◆ Aim ◆
Copy the whole listing below line for line, without changing a character, but leave out the picture.

◆ Given data ◆

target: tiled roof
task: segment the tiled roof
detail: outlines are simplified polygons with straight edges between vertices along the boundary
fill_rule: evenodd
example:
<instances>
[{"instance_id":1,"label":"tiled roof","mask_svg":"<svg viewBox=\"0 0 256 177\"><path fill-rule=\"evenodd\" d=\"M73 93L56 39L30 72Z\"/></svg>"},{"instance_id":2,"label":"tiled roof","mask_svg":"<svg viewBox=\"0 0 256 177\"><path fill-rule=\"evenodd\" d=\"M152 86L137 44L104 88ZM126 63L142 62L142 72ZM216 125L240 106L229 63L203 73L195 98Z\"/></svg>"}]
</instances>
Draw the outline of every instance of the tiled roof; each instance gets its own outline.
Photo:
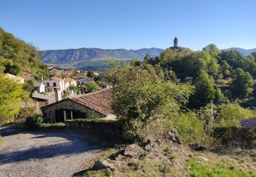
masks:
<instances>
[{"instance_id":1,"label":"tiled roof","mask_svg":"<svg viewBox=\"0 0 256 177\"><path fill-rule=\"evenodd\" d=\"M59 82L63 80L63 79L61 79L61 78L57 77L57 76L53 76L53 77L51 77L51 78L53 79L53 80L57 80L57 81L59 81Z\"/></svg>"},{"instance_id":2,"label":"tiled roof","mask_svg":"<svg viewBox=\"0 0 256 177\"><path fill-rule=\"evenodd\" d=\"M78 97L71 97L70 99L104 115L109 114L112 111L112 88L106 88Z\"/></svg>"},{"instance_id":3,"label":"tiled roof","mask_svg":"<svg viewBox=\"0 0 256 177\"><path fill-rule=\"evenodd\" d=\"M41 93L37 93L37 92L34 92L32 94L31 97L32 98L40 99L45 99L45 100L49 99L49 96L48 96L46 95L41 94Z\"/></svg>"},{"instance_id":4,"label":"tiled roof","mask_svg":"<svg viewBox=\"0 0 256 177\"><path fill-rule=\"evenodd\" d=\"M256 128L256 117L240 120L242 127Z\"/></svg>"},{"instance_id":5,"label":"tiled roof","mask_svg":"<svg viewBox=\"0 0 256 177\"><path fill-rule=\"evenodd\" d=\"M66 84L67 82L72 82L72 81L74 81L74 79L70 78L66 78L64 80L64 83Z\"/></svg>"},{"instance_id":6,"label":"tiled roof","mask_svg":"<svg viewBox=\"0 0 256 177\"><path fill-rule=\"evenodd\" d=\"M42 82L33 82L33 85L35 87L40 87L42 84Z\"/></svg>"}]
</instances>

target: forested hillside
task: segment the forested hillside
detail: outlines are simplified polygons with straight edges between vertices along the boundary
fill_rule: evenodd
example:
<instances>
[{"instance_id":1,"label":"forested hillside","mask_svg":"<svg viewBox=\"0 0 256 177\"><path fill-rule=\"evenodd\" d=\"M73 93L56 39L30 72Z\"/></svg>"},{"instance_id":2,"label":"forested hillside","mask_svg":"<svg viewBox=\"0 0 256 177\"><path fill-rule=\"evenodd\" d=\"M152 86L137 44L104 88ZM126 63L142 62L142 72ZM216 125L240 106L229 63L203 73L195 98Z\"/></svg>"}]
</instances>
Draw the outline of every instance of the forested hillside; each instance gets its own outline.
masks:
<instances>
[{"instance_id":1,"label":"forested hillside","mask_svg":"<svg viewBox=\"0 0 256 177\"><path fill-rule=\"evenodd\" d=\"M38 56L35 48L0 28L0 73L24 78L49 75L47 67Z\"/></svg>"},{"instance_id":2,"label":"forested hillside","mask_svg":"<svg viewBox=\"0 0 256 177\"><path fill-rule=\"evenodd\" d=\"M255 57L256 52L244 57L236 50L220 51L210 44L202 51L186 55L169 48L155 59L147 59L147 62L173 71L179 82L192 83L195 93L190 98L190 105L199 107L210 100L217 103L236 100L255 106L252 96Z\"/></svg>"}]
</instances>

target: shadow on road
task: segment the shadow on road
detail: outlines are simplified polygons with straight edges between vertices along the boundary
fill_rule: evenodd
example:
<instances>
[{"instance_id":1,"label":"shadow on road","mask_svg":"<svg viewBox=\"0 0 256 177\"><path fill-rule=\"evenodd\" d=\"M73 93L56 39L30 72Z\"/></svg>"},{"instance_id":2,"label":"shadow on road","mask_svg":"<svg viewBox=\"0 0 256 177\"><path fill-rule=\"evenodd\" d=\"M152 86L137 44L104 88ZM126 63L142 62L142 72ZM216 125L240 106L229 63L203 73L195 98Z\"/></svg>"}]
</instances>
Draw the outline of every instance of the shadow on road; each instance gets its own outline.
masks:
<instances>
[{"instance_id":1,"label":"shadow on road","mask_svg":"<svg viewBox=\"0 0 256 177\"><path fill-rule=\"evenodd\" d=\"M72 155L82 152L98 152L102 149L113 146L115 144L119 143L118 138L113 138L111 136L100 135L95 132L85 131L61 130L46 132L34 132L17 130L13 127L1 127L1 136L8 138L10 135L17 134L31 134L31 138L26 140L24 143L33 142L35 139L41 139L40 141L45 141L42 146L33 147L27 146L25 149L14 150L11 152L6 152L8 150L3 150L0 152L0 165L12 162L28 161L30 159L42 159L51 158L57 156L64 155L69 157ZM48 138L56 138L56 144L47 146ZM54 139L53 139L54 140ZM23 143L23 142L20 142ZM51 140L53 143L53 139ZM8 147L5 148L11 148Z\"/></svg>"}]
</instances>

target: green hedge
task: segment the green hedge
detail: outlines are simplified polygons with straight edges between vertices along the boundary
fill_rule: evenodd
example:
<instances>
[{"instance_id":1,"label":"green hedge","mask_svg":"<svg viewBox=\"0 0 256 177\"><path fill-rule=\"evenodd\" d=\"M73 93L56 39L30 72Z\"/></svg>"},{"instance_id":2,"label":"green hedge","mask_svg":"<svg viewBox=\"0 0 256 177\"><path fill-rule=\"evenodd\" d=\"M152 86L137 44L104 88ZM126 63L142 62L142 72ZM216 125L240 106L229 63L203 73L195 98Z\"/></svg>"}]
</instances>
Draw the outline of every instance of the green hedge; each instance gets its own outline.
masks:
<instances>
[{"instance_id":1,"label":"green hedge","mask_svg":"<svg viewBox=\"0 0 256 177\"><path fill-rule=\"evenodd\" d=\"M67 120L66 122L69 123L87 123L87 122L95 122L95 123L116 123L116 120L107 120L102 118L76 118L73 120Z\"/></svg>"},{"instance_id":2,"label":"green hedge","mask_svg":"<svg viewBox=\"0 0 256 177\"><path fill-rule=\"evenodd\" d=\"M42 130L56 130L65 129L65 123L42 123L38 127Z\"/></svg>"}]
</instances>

◆ Task response ◆
target: tiled roof
task: segment the tiled roof
detail: outlines are simplified polygons with straight edges between vertices along the boundary
fill_rule: evenodd
example:
<instances>
[{"instance_id":1,"label":"tiled roof","mask_svg":"<svg viewBox=\"0 0 256 177\"><path fill-rule=\"evenodd\" d=\"M73 93L56 39L30 72Z\"/></svg>"},{"instance_id":2,"label":"tiled roof","mask_svg":"<svg viewBox=\"0 0 256 177\"><path fill-rule=\"evenodd\" d=\"M152 86L137 44L104 88ZM126 63L142 62L142 72ZM216 125L240 106L229 63L203 73L195 98Z\"/></svg>"}]
</instances>
Draw the outline of every instance of the tiled roof; each instance gets its own outline.
Photo:
masks:
<instances>
[{"instance_id":1,"label":"tiled roof","mask_svg":"<svg viewBox=\"0 0 256 177\"><path fill-rule=\"evenodd\" d=\"M59 82L63 80L63 79L61 79L61 78L57 77L57 76L53 76L53 77L51 77L51 78L53 79L53 80L57 80L57 81L59 81Z\"/></svg>"},{"instance_id":2,"label":"tiled roof","mask_svg":"<svg viewBox=\"0 0 256 177\"><path fill-rule=\"evenodd\" d=\"M78 97L71 97L70 99L104 115L109 114L112 111L112 88L106 88Z\"/></svg>"},{"instance_id":3,"label":"tiled roof","mask_svg":"<svg viewBox=\"0 0 256 177\"><path fill-rule=\"evenodd\" d=\"M41 93L37 93L37 92L34 92L32 94L31 97L32 98L40 99L45 99L45 100L49 99L49 96L48 96L46 95L41 94Z\"/></svg>"},{"instance_id":4,"label":"tiled roof","mask_svg":"<svg viewBox=\"0 0 256 177\"><path fill-rule=\"evenodd\" d=\"M256 128L256 117L240 120L242 127Z\"/></svg>"},{"instance_id":5,"label":"tiled roof","mask_svg":"<svg viewBox=\"0 0 256 177\"><path fill-rule=\"evenodd\" d=\"M66 84L67 82L72 82L72 81L74 81L74 79L70 78L66 78L64 80L64 83Z\"/></svg>"},{"instance_id":6,"label":"tiled roof","mask_svg":"<svg viewBox=\"0 0 256 177\"><path fill-rule=\"evenodd\" d=\"M42 82L33 82L33 85L35 87L40 87L42 84Z\"/></svg>"}]
</instances>

target: forested hillside
task: segment the forested hillside
detail: outlines are simplified polygons with straight edges between vertices along the boundary
fill_rule: evenodd
example:
<instances>
[{"instance_id":1,"label":"forested hillside","mask_svg":"<svg viewBox=\"0 0 256 177\"><path fill-rule=\"evenodd\" d=\"M73 93L56 39L30 72Z\"/></svg>"},{"instance_id":2,"label":"forested hillside","mask_svg":"<svg viewBox=\"0 0 256 177\"><path fill-rule=\"evenodd\" d=\"M152 86L137 44L104 88ZM126 63L142 62L142 72ZM216 125L240 106L229 63L203 73L195 98Z\"/></svg>"}]
</instances>
Draw the outline of every instance of the forested hillside; each instance gets its own outline.
masks:
<instances>
[{"instance_id":1,"label":"forested hillside","mask_svg":"<svg viewBox=\"0 0 256 177\"><path fill-rule=\"evenodd\" d=\"M38 56L35 48L0 28L0 73L24 78L49 75L47 67Z\"/></svg>"},{"instance_id":2,"label":"forested hillside","mask_svg":"<svg viewBox=\"0 0 256 177\"><path fill-rule=\"evenodd\" d=\"M255 57L256 52L244 57L236 50L220 51L210 44L202 51L186 55L169 48L155 59L147 59L147 62L173 71L179 82L192 83L195 93L190 98L190 105L199 107L210 100L217 103L236 100L255 106L252 96Z\"/></svg>"}]
</instances>

target: shadow on road
task: segment the shadow on road
detail: outlines are simplified polygons with straight edges between vertices along the boundary
fill_rule: evenodd
example:
<instances>
[{"instance_id":1,"label":"shadow on road","mask_svg":"<svg viewBox=\"0 0 256 177\"><path fill-rule=\"evenodd\" d=\"M73 93L56 39L30 72Z\"/></svg>"},{"instance_id":2,"label":"shadow on road","mask_svg":"<svg viewBox=\"0 0 256 177\"><path fill-rule=\"evenodd\" d=\"M152 86L137 44L104 88ZM126 63L142 62L142 72ZM216 125L240 106L229 63L203 73L195 98Z\"/></svg>"}]
</instances>
Draw the outline of every instance of the shadow on road; each instance gets its own outline.
masks:
<instances>
[{"instance_id":1,"label":"shadow on road","mask_svg":"<svg viewBox=\"0 0 256 177\"><path fill-rule=\"evenodd\" d=\"M72 155L82 152L98 152L102 149L113 146L115 144L119 143L118 138L113 138L111 136L100 135L95 132L85 131L61 130L46 132L34 132L17 130L13 127L1 127L1 136L8 138L10 135L17 134L31 134L31 138L26 140L24 143L33 142L35 139L41 139L40 141L45 141L42 146L33 147L27 146L25 149L14 150L11 152L6 152L8 150L3 150L0 152L0 165L12 162L28 161L30 159L42 159L51 158L57 156L64 155L69 157ZM48 138L56 138L56 144L47 146ZM54 139L53 139L54 140ZM23 143L23 142L20 142ZM51 140L53 143L53 139ZM8 147L5 148L11 148Z\"/></svg>"}]
</instances>

target: green hedge
task: segment the green hedge
detail: outlines are simplified polygons with straight edges between vertices along the boundary
fill_rule: evenodd
example:
<instances>
[{"instance_id":1,"label":"green hedge","mask_svg":"<svg viewBox=\"0 0 256 177\"><path fill-rule=\"evenodd\" d=\"M73 93L56 39L30 72Z\"/></svg>"},{"instance_id":2,"label":"green hedge","mask_svg":"<svg viewBox=\"0 0 256 177\"><path fill-rule=\"evenodd\" d=\"M152 86L137 44L104 88ZM126 63L142 62L142 72ZM216 125L240 106L229 63L203 73L195 98Z\"/></svg>"}]
</instances>
Draw the outline of every instance of the green hedge; each instance gets its own outline.
masks:
<instances>
[{"instance_id":1,"label":"green hedge","mask_svg":"<svg viewBox=\"0 0 256 177\"><path fill-rule=\"evenodd\" d=\"M67 120L66 122L69 123L87 123L87 122L95 122L95 123L116 123L116 120L107 120L102 118L76 118L73 120Z\"/></svg>"},{"instance_id":2,"label":"green hedge","mask_svg":"<svg viewBox=\"0 0 256 177\"><path fill-rule=\"evenodd\" d=\"M42 130L56 130L65 129L65 123L42 123L38 127Z\"/></svg>"}]
</instances>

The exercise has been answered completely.